> **Exercise brief**
Please retype the parahawking text from "The team started" up to and including "International Film Festival." without changing any words or punctuation.

╭─ Selected extract

Parahawking is an activity that combines paragliding with falconry. Birds of prey are trained to fly with paragliders, guiding them to thermals.

Parahawking was developed by British falconer Scott Mason in 2001, with the expert advice of Stephen Hawking, whose name was an inspiration for the activity. Mason began a round-the-world trip in Pokhara, Nepal, where many birds of prey – such as the griffon vulture, steppe eagle and black kite – can be found. While taking a tandem paragliding flight with British paraglider Adam Hill, he had the opportunity to see raptors in flight, and realised that he could combine the sports of paragliding and falconry.

The team started by training two black kites, but have since added two Egyptian vultures, Kevin and Bob, to the team. Only rescued birds are used – none of the birds have been taken from the wild.

Mason and Hill documented their endeavours, with help from colleague Graham Saunders-Griffiths, in a film entitled Parahawking. In addition to being named Best Debut Film at the 2003 Festival International du Film de Vol libre in St-Hilaire, France (held as part of the Coupe Icare), and winning top prize in the 'Air' category at the 5th Hory a Mesto international festival of mountain films in Slovakia, Parahawking was a finalist in the category of 'Best Film on Mountain Sports' at the 2003 Banff Mountain Film Festival, and competed for the title of 'Best Documentary' at the 2004 Cervino International Film Festival.

Mason's work has been featured in many publications around the world, from falconry-related journals and newsletters, to paragliding publications, mainstream magazines and newspapers.

╰─
╭─ Data

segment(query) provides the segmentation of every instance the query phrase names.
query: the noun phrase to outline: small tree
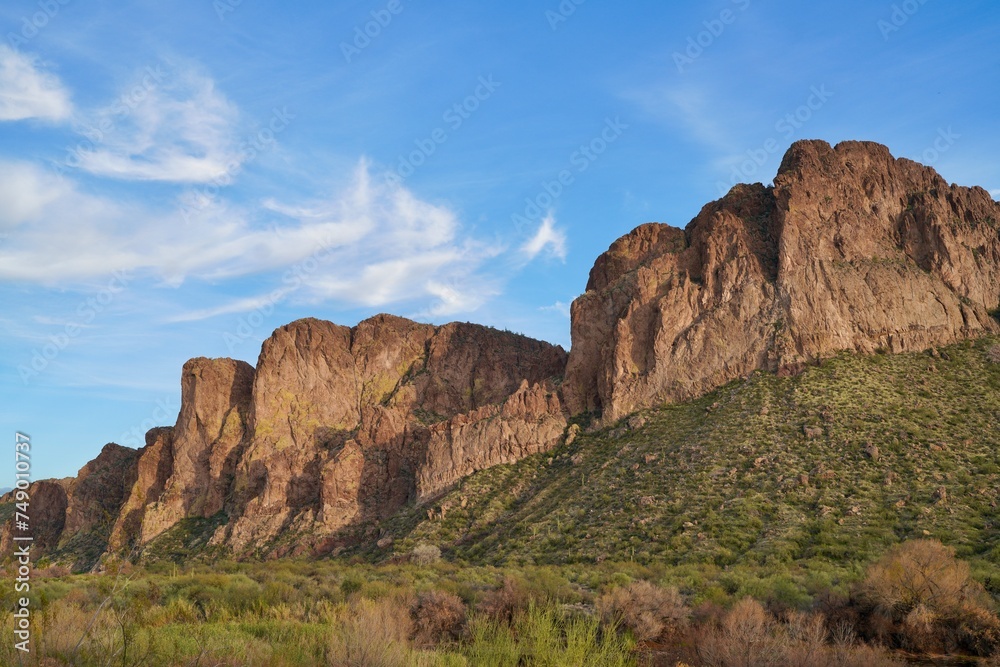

╰─

> **Solution**
The team started by training two black kites, but have since added two Egyptian vultures, Kevin and Bob, to the team. Only rescued birds are used – none of the birds have been taken from the wild.

Mason and Hill documented their endeavours, with help from colleague Graham Saunders-Griffiths, in a film entitled Parahawking. In addition to being named Best Debut Film at the 2003 Festival International du Film de Vol libre in St-Hilaire, France (held as part of the Coupe Icare), and winning top prize in the 'Air' category at the 5th Hory a Mesto international festival of mountain films in Slovakia, Parahawking was a finalist in the category of 'Best Film on Mountain Sports' at the 2003 Banff Mountain Film Festival, and competed for the title of 'Best Documentary' at the 2004 Cervino International Film Festival.